[Written instruction]
Put the lines from the one containing "Point to the wing" up to and including the one containing "(1105, 511)" into a Markdown table with the columns Row and Line, numbering each row and leaving out blank lines.

[Excerpts of pointing data]

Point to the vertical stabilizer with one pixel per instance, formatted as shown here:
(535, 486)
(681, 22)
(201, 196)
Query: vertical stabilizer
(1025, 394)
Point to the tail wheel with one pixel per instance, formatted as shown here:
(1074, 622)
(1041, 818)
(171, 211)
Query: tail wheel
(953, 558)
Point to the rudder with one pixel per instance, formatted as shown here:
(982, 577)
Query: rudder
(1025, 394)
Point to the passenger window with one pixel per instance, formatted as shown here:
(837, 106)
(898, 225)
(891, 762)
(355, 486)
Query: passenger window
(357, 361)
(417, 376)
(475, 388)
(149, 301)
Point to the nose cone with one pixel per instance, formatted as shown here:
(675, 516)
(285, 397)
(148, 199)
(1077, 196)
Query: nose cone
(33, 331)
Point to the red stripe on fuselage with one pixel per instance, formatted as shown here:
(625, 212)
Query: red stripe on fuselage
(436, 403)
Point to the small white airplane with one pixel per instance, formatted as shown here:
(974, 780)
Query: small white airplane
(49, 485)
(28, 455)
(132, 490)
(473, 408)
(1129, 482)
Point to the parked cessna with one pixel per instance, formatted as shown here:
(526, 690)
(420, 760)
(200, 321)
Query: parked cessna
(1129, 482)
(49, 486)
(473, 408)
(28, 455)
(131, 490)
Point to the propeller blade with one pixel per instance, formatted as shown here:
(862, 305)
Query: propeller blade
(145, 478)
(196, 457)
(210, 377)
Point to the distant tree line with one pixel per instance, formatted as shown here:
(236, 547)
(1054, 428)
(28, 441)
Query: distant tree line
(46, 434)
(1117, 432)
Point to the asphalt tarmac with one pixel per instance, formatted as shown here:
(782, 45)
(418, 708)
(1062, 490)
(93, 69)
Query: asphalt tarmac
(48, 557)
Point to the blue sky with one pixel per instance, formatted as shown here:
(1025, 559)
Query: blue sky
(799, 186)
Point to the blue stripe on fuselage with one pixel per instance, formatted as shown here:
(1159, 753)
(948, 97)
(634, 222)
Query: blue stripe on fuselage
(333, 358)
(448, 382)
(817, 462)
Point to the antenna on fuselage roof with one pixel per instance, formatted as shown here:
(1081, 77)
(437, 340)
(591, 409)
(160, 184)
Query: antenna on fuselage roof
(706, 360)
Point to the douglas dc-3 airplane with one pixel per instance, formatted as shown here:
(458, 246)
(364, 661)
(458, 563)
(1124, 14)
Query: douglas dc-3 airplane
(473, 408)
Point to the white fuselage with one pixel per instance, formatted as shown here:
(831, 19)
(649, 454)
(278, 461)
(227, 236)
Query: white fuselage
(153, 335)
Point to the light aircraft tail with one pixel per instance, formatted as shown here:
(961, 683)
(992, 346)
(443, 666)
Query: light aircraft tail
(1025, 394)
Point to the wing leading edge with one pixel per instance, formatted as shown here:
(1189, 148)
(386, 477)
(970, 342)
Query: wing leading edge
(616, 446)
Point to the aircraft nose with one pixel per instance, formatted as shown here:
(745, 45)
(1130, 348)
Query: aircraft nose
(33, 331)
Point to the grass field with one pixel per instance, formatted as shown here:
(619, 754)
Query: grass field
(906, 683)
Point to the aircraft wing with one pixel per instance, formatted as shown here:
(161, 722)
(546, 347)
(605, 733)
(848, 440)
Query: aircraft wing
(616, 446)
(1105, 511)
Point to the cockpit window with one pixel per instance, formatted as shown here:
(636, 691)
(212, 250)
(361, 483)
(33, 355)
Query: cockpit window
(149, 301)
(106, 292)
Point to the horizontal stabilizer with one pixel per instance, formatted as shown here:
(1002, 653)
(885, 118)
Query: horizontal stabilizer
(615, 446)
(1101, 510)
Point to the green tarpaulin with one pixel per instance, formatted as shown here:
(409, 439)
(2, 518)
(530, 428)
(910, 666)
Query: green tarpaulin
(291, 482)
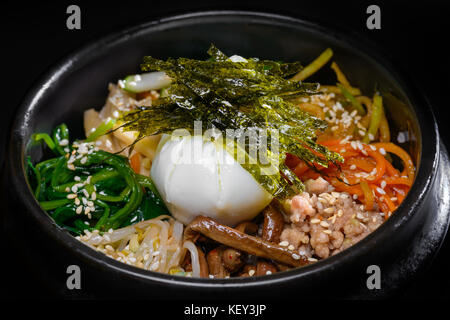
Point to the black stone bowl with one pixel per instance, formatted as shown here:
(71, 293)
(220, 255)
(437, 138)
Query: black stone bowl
(401, 247)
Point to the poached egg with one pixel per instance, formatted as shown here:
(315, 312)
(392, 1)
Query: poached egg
(198, 177)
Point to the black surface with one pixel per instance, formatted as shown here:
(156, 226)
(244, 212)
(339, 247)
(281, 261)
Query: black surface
(412, 34)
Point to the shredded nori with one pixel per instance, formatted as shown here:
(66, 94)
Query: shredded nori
(223, 94)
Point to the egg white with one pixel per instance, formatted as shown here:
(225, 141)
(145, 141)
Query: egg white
(212, 184)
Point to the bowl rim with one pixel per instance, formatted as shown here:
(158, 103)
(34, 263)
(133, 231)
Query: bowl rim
(424, 177)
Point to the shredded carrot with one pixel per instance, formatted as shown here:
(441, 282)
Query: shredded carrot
(368, 195)
(364, 181)
(409, 169)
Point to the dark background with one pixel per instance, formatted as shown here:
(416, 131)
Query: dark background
(413, 34)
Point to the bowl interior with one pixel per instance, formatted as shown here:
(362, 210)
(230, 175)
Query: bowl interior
(85, 85)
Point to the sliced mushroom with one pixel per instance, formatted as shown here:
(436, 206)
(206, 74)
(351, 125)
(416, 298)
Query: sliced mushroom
(231, 259)
(247, 227)
(204, 270)
(216, 268)
(238, 240)
(273, 224)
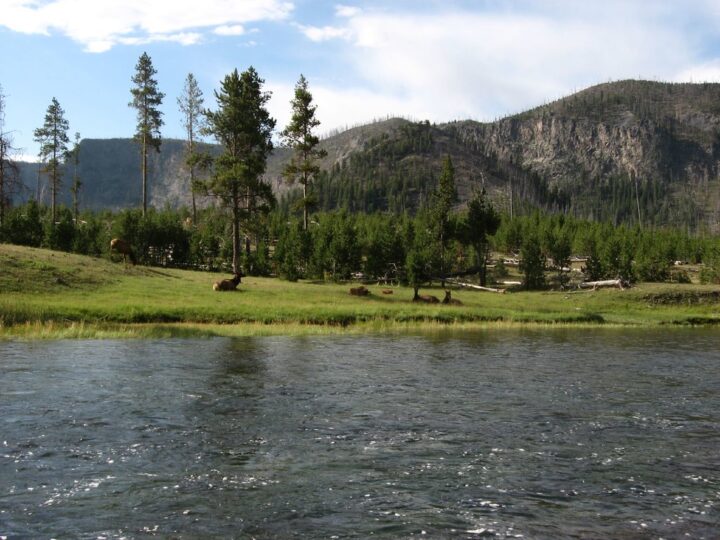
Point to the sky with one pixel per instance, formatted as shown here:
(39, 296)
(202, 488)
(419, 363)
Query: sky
(437, 60)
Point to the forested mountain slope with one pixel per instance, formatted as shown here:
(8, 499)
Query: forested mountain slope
(622, 151)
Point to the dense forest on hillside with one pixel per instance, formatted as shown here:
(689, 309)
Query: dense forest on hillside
(379, 246)
(629, 152)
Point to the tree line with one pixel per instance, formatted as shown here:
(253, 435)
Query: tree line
(246, 232)
(474, 242)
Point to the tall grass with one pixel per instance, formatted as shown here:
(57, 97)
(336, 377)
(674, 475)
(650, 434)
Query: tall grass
(47, 294)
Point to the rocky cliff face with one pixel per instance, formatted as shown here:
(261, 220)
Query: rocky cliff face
(658, 143)
(627, 151)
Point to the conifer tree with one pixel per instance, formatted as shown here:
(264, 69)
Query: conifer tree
(443, 200)
(243, 126)
(77, 184)
(53, 140)
(190, 104)
(299, 136)
(482, 221)
(146, 100)
(9, 170)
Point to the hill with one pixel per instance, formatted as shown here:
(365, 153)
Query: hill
(625, 151)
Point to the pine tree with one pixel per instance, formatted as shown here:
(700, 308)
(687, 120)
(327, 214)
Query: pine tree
(243, 126)
(9, 170)
(146, 100)
(482, 221)
(299, 136)
(77, 184)
(532, 262)
(443, 200)
(53, 140)
(190, 104)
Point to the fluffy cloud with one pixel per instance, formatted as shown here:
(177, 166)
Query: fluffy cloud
(230, 30)
(100, 25)
(705, 72)
(485, 63)
(342, 108)
(346, 11)
(324, 33)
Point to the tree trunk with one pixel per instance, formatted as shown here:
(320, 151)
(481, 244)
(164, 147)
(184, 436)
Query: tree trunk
(53, 198)
(305, 205)
(144, 173)
(236, 235)
(192, 193)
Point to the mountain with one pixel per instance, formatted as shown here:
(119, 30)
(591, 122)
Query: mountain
(622, 151)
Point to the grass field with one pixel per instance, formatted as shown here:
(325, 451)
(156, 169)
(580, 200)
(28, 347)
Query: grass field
(53, 294)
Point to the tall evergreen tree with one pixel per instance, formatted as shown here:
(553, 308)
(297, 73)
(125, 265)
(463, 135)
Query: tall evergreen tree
(9, 170)
(532, 262)
(190, 104)
(146, 100)
(243, 126)
(299, 136)
(77, 184)
(53, 140)
(482, 221)
(443, 200)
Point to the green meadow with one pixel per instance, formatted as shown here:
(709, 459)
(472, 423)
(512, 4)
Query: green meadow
(50, 294)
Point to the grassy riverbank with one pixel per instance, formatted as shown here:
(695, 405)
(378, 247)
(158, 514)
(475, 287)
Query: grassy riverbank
(53, 294)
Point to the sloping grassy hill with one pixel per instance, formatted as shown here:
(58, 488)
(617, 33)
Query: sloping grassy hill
(50, 293)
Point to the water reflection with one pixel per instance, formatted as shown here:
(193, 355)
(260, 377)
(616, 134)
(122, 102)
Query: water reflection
(534, 433)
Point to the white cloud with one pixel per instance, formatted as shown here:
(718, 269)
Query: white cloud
(346, 11)
(457, 64)
(230, 30)
(705, 72)
(100, 25)
(324, 33)
(340, 108)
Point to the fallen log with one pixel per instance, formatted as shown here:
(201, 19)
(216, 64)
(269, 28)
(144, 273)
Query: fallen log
(473, 286)
(603, 283)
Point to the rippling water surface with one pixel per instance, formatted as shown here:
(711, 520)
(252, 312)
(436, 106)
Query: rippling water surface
(534, 434)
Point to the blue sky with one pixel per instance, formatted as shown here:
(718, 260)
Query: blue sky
(436, 60)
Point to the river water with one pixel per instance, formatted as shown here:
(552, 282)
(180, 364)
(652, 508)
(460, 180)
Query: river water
(524, 434)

[Expected output]
| Row | Line |
|---|---|
| 1 | Point to the wing leading edge with one pixel per instance, formatted as shown here: |
| 2 | (1189, 148) |
| 3 | (386, 477) |
| 4 | (970, 342) |
| 5 | Query: wing leading edge |
| 6 | (616, 446) |
| 7 | Point to the aircraft nose with one pixel per instance, formatted as shown here: |
| 8 | (745, 45) |
| 9 | (1130, 348) |
| 10 | Query: aircraft nose |
| 11 | (33, 331) |
| 12 | Point to the grass field with one pixel per instance, formatted as shown here: |
| 13 | (619, 754) |
| 14 | Query: grass field |
| 15 | (906, 683) |
| 16 | Point to the aircraft wing with one pixel per instance, formatted as shown here: |
| 17 | (161, 722) |
| 18 | (546, 347) |
| 19 | (605, 733) |
| 20 | (848, 440) |
| 21 | Query: aircraft wing |
| 22 | (616, 446) |
| 23 | (1105, 511) |